Stored dataset entries:

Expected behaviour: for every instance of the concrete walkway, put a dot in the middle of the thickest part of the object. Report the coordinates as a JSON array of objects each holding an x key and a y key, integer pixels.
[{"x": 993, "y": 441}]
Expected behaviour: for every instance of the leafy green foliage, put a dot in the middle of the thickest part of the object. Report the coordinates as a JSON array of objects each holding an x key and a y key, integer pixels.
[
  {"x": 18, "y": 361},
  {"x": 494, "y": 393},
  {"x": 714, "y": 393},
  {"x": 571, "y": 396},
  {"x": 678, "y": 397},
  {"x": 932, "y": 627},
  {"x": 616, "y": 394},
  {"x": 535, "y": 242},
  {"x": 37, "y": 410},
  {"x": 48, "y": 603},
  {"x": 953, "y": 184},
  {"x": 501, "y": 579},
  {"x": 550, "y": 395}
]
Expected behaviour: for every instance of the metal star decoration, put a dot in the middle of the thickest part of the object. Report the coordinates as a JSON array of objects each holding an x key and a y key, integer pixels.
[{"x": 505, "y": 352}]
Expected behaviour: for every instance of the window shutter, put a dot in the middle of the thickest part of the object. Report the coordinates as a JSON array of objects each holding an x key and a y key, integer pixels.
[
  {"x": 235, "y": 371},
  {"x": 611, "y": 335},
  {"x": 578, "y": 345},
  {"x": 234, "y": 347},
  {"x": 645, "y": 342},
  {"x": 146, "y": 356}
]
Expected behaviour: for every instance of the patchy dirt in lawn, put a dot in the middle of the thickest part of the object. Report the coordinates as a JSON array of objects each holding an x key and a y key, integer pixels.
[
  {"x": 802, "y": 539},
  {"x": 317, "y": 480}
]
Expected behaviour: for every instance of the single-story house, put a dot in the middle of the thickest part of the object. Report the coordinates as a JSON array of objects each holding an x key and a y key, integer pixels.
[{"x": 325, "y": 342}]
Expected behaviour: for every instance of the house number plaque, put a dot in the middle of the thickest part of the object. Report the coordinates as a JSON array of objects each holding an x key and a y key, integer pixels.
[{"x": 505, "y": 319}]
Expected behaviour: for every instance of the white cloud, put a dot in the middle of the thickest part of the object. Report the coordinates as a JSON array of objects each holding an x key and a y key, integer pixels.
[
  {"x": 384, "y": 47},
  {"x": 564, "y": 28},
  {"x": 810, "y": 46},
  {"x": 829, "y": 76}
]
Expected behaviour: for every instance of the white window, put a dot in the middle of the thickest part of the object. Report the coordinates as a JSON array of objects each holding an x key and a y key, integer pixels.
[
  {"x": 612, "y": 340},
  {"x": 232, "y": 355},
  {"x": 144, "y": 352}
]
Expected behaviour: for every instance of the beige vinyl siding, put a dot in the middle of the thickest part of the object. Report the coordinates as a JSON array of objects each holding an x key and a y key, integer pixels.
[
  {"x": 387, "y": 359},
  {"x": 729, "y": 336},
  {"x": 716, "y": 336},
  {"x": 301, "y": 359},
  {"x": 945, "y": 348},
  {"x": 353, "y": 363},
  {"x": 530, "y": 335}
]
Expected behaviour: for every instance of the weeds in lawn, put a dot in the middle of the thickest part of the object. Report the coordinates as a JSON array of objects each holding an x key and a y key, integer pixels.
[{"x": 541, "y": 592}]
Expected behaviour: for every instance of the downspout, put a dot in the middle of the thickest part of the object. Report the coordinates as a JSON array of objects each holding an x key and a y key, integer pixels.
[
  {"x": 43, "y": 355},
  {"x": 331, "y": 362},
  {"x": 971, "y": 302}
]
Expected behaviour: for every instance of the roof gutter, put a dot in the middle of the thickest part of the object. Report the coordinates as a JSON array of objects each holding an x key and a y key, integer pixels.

*What is being asked*: Rewrite all of the material above, swapping "thickest part" for "widest part" wherever it occurs and leaving everything else as it is.

*The completed task*:
Expected behaviour: for every instance of the concrete walkway, put a dot in the middle of the widest part of the object. Report the coordinates as a JSON array of objects each holding an x key and a y key, integer pixels.
[{"x": 993, "y": 441}]
Expected behaviour: for every instance of the leafy green foliage, put a dot in the middle of the widest part of the object. Report the coordinates as a JSON array of objects each holding an x key and a y key, integer pixels.
[
  {"x": 18, "y": 361},
  {"x": 494, "y": 393},
  {"x": 714, "y": 393},
  {"x": 571, "y": 396},
  {"x": 678, "y": 397},
  {"x": 932, "y": 627},
  {"x": 616, "y": 394},
  {"x": 535, "y": 242},
  {"x": 37, "y": 410},
  {"x": 48, "y": 603},
  {"x": 953, "y": 184},
  {"x": 501, "y": 579},
  {"x": 550, "y": 395}
]
Expected behaviour: for every instance of the metal star decoration, put a dot in the middle of the widest part of the object. Report the coordinates as a JSON array of objects each holding an x key and a y key, integer pixels.
[{"x": 505, "y": 352}]
Expected behaviour: for every instance of the window shutter, put a dot in the middle of the widest part of the object. Report the coordinates as a JSON array of objects each holding an x key and a y key, integer pixels.
[
  {"x": 235, "y": 371},
  {"x": 611, "y": 335},
  {"x": 578, "y": 345},
  {"x": 234, "y": 347},
  {"x": 645, "y": 342},
  {"x": 146, "y": 356}
]
Expected behaviour: for every instance of the patchy dirt in lawn, put a dot in the middle of the widest part of the object. Report the coordinates as a JSON array of objects each holding an x key and a y key, integer pixels.
[
  {"x": 802, "y": 539},
  {"x": 317, "y": 480}
]
Expected behaviour: for every instance of the single-story house, put a dot in the middle of the widest part of the object. Report the coordinates as a JSON array of objects each holding an x key and a y key, integer pixels.
[{"x": 325, "y": 342}]
Expected behaviour: for every instance of the house number plaque, put a dot in the middle of the widest part of the object. Report the coordinates as a JSON array of objects each holding an x key and a y key, integer pixels.
[{"x": 505, "y": 319}]
Expected behaviour: for every instance of the white cloud, put a dot in the middle of the widest part of the object. Report the coordinates as a JSON array of objects each holding an x key and a y key, integer pixels.
[
  {"x": 384, "y": 47},
  {"x": 564, "y": 28},
  {"x": 810, "y": 46},
  {"x": 829, "y": 76}
]
Expected behaviour: for every instance of the white window, put a dot in the middle of the widest part of the object. Report the coordinates as a JSON array of objects each holding an x key and a y key, integer pixels.
[
  {"x": 612, "y": 340},
  {"x": 232, "y": 355},
  {"x": 144, "y": 352}
]
Expected behaviour: for every instance of the beige vinyl siding, put a dot in the middle of the widest part of the object. Report the coordinates as a JSON array of objects each holding an x key and a y key, integer pixels.
[
  {"x": 387, "y": 359},
  {"x": 729, "y": 336},
  {"x": 716, "y": 336},
  {"x": 301, "y": 359},
  {"x": 945, "y": 348},
  {"x": 353, "y": 363},
  {"x": 530, "y": 335}
]
Expected behaviour: for every instance of the weeds in lawn, put a dot in the middle of the widest part of the object. Report the coordinates as a JSON array of objects each holding an x key and a y key, integer pixels.
[{"x": 541, "y": 592}]
Expected behaviour: for every instance of the downspout, put a dot in the middle of the widest part of the object. Report the coordinates as a JSON array of objects each holding an x key and a y key, integer pixels.
[
  {"x": 43, "y": 355},
  {"x": 331, "y": 362},
  {"x": 971, "y": 302}
]
Expected behaviour: for every instance of the roof gutter, put a dot in the middle of the widest part of the object. Report the coordinates as a JSON array of objects each holding an x key and a y key, integer pixels.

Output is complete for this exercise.